Alenia Aermacchi says the Spartan was selected by Lima following a rigorous in-country assessment. This spanned tasks including personnel and cargo transport, airdrop and medical evacuation, and supporting search and rescue and humanitarian assistance operations.

“The requirement asked for an aircraft able to operate in total safety in the most difficult conditions, as those found over the Andes,” the airframer says. The air force found that the C-27J was “the only aircraft in its class interoperable with heavier airlifters already in service in Peru”, and also had “the capability to operate on a large number of airfields where its competitor is unable to land”.

Flightglobal’s Ascend Online Fleets database records the Peruvian air force as currently operating three Antonov An-32s, one An-72 and two Lockheed L-100s.

The C-27J is already in operational use with Bulgaria, Greece, Italy, Lithuania, Mexico, Morocco, Romania and the USA, nearing first deliveries to Australia and Chad, and has also previously been selected by Slovakia. Alenia Aermacchi says that the long-planned purchase by the European nation “is under negotiation”.

Separately, the US Department of Defense has announced plans to transfer seven C-27Js to the US Special Operations Command from US Air Force ownership. Three of the aircraft have already been handed over, with the remainder to follow by April 2014, Alenia Aemacchi says.

To be flown in support of US Army special forces personnel, the aircraft’s final configuration has yet to be determined, the company says.

————

§ **Work task 1**
Translate this sentence from the C-27J excerpt into Spanish: "Flightglobal’s Ascend Online Fleets database records the Peruvian air force as currently operating three Antonov An-32s, one An-72 and two Lockheed L-100s."
§ **Work task 2**
Transcribe everything in the C-27J excerpt from "The C-27J is" down to "the company says.".

————

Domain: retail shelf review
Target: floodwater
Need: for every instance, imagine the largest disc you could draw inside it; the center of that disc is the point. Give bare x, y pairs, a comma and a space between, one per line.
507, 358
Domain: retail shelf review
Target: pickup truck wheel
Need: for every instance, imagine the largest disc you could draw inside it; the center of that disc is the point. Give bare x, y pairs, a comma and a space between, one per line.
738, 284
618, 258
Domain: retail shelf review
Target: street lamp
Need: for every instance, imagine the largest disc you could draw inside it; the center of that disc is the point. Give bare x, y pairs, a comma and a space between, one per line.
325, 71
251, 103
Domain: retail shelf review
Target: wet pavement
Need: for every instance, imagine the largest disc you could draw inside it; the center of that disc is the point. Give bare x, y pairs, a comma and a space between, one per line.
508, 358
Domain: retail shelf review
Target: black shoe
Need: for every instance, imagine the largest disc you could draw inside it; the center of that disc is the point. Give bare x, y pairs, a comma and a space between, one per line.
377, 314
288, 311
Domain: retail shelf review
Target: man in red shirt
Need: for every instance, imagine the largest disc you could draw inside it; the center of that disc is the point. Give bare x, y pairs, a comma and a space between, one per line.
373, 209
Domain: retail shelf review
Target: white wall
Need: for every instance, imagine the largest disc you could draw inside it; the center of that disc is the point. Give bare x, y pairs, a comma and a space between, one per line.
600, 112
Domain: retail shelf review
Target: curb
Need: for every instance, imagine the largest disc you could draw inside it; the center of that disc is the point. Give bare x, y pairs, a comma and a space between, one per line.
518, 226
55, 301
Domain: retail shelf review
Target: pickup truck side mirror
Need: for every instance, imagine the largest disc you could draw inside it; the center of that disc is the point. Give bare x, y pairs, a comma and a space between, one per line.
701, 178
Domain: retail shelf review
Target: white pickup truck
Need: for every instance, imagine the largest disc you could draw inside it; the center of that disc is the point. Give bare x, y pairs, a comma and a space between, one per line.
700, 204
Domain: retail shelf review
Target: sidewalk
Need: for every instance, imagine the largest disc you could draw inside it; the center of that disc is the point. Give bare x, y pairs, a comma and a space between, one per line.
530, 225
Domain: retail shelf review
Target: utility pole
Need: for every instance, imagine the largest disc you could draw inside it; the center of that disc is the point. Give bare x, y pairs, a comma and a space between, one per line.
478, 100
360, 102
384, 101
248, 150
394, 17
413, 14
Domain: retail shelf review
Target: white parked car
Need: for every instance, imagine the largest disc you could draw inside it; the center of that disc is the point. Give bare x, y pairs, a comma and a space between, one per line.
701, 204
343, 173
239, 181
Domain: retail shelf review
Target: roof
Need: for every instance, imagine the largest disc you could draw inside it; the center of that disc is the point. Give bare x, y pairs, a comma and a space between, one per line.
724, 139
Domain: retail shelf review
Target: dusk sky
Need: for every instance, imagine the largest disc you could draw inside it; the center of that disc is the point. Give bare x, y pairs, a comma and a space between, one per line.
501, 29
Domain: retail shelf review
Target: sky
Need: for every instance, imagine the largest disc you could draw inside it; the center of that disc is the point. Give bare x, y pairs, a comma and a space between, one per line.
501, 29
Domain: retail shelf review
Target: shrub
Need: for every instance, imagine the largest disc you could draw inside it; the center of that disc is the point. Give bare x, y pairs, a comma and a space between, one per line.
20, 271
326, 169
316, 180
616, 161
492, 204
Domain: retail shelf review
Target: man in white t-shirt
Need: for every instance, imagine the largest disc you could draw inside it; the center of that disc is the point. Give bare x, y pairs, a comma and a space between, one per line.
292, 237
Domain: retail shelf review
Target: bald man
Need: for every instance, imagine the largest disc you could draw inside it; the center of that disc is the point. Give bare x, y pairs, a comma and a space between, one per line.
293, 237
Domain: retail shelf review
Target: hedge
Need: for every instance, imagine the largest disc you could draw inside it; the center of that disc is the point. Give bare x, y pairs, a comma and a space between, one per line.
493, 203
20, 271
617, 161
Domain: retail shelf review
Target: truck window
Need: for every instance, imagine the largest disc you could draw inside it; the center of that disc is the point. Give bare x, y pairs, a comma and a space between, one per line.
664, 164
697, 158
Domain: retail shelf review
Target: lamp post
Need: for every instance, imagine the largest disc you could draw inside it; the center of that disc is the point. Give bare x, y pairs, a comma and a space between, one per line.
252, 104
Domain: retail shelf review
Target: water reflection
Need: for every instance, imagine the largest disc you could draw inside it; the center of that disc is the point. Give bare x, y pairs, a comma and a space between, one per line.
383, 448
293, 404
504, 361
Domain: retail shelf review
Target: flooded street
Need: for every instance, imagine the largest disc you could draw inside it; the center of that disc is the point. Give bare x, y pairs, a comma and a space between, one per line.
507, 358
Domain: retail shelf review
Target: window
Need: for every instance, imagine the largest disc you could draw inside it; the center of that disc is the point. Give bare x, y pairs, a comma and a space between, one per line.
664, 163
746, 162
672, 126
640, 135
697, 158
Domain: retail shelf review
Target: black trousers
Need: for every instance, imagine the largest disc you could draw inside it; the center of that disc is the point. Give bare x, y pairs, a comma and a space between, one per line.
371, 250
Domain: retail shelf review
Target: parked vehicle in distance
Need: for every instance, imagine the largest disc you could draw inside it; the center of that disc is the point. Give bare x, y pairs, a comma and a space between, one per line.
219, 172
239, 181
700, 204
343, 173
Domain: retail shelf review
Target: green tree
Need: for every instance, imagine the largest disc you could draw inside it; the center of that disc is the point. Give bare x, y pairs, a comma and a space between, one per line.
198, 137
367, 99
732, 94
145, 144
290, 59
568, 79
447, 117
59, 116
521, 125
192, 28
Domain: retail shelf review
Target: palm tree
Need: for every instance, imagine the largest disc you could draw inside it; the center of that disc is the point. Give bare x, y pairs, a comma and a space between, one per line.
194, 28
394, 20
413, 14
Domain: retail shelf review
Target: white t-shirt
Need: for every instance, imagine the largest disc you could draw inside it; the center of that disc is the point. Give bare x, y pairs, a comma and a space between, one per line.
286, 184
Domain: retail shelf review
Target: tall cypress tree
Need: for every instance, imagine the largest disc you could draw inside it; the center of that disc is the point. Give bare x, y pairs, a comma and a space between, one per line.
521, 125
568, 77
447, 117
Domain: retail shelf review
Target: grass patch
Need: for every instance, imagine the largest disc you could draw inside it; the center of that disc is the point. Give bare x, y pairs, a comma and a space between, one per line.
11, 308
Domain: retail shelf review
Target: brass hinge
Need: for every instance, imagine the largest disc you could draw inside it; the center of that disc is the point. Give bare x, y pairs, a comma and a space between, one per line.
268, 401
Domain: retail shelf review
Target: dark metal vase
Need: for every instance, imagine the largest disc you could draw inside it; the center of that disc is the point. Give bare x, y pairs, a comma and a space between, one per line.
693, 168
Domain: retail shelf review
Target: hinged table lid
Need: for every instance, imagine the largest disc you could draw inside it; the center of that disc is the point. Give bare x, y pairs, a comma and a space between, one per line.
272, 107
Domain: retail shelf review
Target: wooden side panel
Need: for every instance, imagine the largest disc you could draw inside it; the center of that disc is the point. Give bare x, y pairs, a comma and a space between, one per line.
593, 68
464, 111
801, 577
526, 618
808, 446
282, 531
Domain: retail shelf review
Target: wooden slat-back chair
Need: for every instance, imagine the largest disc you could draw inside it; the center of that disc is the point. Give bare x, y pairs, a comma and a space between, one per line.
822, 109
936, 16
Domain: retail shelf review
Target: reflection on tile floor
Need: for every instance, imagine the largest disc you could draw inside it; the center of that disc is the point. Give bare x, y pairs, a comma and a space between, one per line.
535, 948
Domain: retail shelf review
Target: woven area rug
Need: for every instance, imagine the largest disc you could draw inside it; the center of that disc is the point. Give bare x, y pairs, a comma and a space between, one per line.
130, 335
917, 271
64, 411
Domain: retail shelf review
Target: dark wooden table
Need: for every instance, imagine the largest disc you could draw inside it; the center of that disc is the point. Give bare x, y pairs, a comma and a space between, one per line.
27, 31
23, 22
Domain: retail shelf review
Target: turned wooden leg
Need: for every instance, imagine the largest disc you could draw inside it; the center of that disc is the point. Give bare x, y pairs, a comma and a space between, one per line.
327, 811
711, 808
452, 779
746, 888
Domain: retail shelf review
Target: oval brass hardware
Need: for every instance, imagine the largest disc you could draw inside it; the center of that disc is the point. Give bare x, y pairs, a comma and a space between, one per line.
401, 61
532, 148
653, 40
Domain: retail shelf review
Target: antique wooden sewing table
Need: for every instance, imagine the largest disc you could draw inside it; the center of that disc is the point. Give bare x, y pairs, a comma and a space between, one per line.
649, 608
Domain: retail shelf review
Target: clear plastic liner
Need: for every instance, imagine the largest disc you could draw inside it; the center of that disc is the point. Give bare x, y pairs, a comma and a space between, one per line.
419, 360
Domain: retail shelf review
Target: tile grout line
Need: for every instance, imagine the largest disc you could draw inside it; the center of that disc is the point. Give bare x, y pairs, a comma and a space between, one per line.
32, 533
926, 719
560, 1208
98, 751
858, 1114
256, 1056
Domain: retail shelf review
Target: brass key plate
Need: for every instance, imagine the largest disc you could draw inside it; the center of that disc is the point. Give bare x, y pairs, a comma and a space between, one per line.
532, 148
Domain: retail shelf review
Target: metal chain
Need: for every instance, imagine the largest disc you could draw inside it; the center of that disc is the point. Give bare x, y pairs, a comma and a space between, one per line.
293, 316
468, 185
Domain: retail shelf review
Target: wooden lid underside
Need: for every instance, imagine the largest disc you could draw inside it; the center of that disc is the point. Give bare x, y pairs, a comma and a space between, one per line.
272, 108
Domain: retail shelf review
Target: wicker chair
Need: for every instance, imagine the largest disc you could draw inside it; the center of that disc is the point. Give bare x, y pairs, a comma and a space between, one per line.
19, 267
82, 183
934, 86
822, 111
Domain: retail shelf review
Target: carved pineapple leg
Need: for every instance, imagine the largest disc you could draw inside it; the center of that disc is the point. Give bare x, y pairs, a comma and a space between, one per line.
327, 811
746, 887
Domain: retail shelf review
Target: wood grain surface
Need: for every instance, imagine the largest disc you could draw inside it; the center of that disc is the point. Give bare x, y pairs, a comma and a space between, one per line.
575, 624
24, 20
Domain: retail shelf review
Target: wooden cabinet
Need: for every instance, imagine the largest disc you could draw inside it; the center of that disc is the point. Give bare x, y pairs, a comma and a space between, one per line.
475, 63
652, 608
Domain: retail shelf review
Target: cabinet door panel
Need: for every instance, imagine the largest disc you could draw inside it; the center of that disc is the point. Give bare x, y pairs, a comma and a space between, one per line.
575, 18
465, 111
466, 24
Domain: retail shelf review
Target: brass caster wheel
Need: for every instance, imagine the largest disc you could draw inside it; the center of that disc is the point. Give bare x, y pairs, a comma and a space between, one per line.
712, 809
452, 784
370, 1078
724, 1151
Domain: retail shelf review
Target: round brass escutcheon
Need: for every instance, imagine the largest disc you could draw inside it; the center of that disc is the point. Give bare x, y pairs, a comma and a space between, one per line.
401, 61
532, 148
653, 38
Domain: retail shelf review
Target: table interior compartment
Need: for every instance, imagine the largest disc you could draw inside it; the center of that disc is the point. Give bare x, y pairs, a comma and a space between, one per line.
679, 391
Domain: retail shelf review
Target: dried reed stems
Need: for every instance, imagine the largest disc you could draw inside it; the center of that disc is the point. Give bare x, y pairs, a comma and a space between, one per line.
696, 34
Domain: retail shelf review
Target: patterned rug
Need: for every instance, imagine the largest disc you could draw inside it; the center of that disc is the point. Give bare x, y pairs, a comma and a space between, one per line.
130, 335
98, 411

————

§ **Exercise answer 1**
La base de datos Ascend Online Fleets de Flightglobal registra que la fuerza aérea peruana opera actualmente tres Antonov An-32, un An-72 y dos Lockheed L-100.

§ **Exercise answer 2**
The C-27J is already in operational use with Bulgaria, Greece, Italy, Lithuania, Mexico, Morocco, Romania and the USA, nearing first deliveries to Australia and Chad, and has also previously been selected by Slovakia. Alenia Aermacchi says that the long-planned purchase by the European nation “is under negotiation”.

Separately, the US Department of Defense has announced plans to transfer seven C-27Js to the US Special Operations Command from US Air Force ownership. Three of the aircraft have already been handed over, with the remainder to follow by April 2014, Alenia Aemacchi says.

To be flown in support of US Army special forces personnel, the aircraft’s final configuration has yet to be determined, the company says.